(Dataset entries)
»»
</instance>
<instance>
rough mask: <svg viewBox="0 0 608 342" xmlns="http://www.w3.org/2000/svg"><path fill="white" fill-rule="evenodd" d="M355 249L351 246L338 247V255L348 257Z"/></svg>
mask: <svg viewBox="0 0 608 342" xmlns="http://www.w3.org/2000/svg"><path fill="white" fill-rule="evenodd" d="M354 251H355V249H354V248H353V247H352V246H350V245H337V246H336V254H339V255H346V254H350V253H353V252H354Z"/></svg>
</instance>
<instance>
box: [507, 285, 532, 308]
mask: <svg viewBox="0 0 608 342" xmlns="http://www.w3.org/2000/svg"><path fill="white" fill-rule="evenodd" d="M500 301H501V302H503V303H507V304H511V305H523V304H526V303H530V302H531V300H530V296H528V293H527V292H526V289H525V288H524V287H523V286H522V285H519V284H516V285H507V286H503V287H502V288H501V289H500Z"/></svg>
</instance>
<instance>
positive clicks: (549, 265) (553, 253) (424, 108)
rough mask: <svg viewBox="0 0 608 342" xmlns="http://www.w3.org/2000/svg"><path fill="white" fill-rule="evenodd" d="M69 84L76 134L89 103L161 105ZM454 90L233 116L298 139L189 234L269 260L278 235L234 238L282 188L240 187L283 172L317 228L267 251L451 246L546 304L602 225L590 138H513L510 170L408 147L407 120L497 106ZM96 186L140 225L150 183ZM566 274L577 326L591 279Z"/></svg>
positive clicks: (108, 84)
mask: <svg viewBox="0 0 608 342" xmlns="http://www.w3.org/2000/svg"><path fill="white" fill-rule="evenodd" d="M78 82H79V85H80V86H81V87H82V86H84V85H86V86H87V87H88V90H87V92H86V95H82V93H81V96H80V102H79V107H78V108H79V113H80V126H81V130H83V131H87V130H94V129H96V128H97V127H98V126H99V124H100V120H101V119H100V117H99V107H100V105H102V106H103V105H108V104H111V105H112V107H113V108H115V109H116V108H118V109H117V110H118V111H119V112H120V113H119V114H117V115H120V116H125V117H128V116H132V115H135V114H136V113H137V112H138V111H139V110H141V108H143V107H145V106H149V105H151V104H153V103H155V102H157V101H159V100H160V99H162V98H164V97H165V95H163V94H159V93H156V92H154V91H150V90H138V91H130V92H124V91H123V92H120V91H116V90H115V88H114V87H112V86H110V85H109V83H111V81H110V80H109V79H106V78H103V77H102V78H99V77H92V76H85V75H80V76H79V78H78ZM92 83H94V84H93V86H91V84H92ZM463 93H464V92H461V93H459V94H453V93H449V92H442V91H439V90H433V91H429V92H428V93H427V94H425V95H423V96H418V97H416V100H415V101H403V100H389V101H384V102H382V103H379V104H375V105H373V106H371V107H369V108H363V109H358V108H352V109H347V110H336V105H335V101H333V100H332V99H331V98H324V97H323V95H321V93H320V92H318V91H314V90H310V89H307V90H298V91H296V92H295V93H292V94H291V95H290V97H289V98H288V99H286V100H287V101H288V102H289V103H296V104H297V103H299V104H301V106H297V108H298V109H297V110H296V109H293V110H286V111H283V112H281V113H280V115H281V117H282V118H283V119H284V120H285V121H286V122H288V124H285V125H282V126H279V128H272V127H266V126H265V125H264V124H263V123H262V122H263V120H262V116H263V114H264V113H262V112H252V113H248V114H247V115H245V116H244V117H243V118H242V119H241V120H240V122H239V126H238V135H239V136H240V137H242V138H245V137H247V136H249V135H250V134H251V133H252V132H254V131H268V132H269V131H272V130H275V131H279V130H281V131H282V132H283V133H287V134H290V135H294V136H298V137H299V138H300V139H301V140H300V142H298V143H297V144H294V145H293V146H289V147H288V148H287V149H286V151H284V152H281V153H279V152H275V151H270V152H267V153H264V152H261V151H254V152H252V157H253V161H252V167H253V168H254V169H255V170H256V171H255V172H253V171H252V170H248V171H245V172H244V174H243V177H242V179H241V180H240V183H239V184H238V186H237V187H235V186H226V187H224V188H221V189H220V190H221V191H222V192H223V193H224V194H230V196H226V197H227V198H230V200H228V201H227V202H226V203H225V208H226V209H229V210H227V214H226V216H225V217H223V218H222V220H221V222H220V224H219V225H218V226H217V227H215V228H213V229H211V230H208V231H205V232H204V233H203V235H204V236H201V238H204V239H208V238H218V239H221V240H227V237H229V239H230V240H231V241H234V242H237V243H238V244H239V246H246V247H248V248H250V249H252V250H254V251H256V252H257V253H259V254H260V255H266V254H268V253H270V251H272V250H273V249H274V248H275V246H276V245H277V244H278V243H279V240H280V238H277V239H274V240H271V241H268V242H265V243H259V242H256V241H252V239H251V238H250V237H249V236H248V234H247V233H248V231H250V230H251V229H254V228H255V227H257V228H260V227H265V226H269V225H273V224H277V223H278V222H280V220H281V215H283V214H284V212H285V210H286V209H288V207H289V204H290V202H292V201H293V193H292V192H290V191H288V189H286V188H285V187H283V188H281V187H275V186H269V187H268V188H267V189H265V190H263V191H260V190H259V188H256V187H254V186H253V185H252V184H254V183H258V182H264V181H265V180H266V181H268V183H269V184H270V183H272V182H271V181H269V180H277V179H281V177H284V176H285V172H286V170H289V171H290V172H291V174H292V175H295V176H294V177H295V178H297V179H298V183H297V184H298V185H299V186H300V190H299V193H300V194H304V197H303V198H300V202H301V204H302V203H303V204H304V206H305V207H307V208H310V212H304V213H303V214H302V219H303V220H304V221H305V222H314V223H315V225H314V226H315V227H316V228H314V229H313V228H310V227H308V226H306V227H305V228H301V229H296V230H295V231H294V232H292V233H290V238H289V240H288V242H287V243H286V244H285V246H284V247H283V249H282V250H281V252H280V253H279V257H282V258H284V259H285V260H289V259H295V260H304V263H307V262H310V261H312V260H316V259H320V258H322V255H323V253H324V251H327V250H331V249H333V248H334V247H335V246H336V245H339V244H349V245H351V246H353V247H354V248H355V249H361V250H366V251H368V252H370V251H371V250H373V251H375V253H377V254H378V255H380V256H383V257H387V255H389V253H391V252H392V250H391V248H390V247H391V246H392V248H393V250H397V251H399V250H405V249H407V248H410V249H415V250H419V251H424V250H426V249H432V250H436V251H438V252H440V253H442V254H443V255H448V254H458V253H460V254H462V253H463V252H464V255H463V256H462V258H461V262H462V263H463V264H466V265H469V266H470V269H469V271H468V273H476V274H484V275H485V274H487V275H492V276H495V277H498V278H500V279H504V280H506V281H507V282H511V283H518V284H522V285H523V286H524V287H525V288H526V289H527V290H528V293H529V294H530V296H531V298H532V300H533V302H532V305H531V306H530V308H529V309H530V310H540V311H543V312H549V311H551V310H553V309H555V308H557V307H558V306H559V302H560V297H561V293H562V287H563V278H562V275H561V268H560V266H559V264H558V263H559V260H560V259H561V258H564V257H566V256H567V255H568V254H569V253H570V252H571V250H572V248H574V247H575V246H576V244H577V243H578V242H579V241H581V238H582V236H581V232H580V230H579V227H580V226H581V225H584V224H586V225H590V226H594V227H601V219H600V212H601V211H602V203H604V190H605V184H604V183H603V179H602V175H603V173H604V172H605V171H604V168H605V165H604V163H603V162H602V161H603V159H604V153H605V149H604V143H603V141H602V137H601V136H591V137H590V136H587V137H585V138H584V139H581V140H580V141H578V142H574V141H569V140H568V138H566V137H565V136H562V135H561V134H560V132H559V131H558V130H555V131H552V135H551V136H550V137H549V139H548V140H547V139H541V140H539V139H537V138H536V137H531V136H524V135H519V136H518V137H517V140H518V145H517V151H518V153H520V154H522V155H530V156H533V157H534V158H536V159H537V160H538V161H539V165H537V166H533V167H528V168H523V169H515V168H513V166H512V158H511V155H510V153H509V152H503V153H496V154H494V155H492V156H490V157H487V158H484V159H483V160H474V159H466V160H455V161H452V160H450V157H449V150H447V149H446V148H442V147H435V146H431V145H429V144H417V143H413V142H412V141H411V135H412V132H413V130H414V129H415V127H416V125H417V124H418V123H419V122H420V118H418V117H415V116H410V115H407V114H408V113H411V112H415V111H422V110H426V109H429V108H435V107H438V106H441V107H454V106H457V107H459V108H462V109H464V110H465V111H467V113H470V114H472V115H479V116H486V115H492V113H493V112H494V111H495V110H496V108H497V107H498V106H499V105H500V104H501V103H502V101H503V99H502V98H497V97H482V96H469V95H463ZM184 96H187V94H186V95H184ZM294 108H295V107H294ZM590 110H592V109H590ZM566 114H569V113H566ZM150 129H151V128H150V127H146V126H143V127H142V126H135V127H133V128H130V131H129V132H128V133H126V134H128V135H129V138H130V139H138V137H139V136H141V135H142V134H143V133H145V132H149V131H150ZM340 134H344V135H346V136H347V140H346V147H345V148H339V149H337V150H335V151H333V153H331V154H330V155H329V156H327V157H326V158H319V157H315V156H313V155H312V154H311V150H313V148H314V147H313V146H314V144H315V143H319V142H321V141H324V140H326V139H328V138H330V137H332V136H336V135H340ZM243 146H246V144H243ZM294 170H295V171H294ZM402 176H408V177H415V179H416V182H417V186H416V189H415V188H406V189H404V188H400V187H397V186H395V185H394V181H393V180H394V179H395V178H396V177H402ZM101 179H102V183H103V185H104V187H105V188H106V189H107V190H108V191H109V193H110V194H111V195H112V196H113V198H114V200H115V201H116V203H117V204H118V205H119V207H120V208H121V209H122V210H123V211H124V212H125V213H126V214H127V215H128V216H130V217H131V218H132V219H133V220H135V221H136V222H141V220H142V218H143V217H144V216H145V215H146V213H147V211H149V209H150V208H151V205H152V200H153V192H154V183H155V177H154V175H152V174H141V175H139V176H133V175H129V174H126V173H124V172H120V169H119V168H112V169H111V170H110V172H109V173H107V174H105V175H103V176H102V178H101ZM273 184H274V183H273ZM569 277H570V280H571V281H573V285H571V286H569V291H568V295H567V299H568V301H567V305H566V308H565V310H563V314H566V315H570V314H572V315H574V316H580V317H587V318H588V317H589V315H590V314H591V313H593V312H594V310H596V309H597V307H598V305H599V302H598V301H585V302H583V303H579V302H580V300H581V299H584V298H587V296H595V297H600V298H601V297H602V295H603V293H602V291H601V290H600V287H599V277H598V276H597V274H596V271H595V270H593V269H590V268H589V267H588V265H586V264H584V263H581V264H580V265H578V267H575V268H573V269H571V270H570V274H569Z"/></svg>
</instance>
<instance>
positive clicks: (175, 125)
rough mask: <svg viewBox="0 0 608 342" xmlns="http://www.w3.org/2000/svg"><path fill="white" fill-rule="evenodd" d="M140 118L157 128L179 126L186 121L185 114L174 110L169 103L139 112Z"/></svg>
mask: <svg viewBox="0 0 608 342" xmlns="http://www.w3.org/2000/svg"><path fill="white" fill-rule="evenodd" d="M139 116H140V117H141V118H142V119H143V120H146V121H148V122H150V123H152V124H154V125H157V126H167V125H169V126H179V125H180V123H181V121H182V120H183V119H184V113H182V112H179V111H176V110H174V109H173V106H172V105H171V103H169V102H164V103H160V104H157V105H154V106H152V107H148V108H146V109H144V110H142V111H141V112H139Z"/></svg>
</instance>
««
EXERCISE OBJECTIVE:
Nothing but the lines from the one with "118L157 128L179 126L186" through the last line of the data should appear; print them exactly.

WRITTEN SOLUTION:
rough mask: <svg viewBox="0 0 608 342" xmlns="http://www.w3.org/2000/svg"><path fill="white" fill-rule="evenodd" d="M140 118L157 128L179 126L186 121L185 114L174 110L169 103L139 112Z"/></svg>
mask: <svg viewBox="0 0 608 342" xmlns="http://www.w3.org/2000/svg"><path fill="white" fill-rule="evenodd" d="M139 116H140V117H141V118H142V119H143V120H146V121H148V122H150V123H152V124H154V125H157V126H167V125H169V126H179V125H180V123H181V121H182V120H183V119H184V113H182V112H179V111H176V110H174V109H173V106H172V105H171V103H169V102H164V103H160V104H157V105H154V106H152V107H148V108H146V109H144V110H142V111H141V112H139Z"/></svg>
</instance>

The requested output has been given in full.